* **STATED EXERCISE**
Render the lines of the data below as a JSON list of strings, one string per line and no blank lines. Cover only the lines starting at the one containing "Would you be able to locate the forested" and ending at the one containing "<point>368,179</point>", both included.

* **MATERIAL FOR THIS TASK**
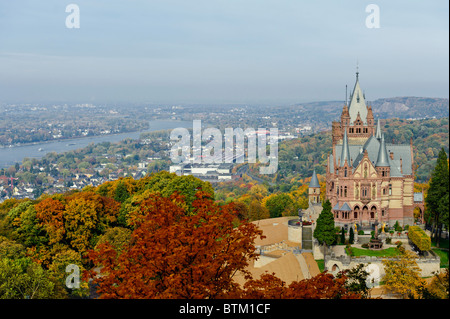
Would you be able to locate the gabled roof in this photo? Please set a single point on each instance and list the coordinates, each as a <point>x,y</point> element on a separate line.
<point>345,153</point>
<point>378,131</point>
<point>314,181</point>
<point>383,158</point>
<point>345,207</point>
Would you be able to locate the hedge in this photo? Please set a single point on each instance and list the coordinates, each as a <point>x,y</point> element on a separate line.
<point>419,238</point>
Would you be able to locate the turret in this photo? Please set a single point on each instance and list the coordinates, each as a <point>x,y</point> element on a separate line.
<point>314,189</point>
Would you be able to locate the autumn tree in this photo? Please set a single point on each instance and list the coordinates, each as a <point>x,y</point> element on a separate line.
<point>403,276</point>
<point>280,205</point>
<point>177,253</point>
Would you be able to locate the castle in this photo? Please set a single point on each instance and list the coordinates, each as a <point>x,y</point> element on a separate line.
<point>367,179</point>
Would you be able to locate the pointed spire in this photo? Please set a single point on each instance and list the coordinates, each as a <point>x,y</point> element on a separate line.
<point>357,102</point>
<point>314,181</point>
<point>345,154</point>
<point>382,159</point>
<point>378,131</point>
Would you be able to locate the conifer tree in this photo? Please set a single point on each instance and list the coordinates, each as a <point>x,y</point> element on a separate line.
<point>351,239</point>
<point>437,198</point>
<point>325,232</point>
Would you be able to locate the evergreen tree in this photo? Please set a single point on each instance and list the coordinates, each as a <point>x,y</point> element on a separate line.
<point>351,239</point>
<point>437,198</point>
<point>324,231</point>
<point>342,235</point>
<point>121,194</point>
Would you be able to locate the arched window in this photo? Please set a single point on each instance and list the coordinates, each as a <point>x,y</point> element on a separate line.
<point>356,212</point>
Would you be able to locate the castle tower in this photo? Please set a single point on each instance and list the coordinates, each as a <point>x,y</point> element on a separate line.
<point>314,189</point>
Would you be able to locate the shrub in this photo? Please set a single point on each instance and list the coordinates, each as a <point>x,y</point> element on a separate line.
<point>419,238</point>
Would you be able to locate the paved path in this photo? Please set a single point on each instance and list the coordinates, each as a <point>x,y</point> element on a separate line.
<point>303,266</point>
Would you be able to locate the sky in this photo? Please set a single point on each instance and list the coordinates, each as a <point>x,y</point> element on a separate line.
<point>221,51</point>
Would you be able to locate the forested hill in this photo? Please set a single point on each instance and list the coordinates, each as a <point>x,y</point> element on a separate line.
<point>395,107</point>
<point>298,157</point>
<point>410,107</point>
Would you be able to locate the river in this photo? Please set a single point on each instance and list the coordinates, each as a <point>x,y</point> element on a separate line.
<point>11,155</point>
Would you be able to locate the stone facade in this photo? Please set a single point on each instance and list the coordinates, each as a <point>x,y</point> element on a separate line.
<point>368,179</point>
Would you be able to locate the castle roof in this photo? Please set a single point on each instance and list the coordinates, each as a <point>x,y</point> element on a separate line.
<point>314,181</point>
<point>357,104</point>
<point>382,158</point>
<point>345,153</point>
<point>372,146</point>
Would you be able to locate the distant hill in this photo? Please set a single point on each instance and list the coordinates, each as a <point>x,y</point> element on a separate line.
<point>396,107</point>
<point>298,157</point>
<point>410,107</point>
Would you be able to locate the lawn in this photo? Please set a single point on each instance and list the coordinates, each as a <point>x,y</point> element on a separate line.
<point>389,252</point>
<point>443,254</point>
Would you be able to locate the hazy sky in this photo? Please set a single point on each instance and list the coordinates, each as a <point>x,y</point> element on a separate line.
<point>220,51</point>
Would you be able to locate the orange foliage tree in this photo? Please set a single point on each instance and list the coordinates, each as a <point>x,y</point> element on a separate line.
<point>176,253</point>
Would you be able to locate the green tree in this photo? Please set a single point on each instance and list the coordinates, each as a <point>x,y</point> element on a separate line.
<point>342,235</point>
<point>325,232</point>
<point>437,197</point>
<point>351,235</point>
<point>24,279</point>
<point>121,194</point>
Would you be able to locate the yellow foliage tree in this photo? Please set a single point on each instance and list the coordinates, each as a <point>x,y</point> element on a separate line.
<point>403,276</point>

* **ANSWER TO THE TASK**
[
  "Would you be able to locate the forested hill in this photo? Please set a single point on each instance and list the coordinates, each as a <point>x,y</point> element on a separate line.",
  "<point>395,107</point>",
  "<point>298,157</point>",
  "<point>410,107</point>",
  "Would you be able to locate the river in this photo? Please set a single point on each instance and list the coordinates, each as a <point>x,y</point> element on a separate line.",
  "<point>11,155</point>",
  "Would you be able to locate the stone facade in this photo? Please set a single point on each instance and list the coordinates, each as a <point>x,y</point> element on a separate line.",
  "<point>368,179</point>"
]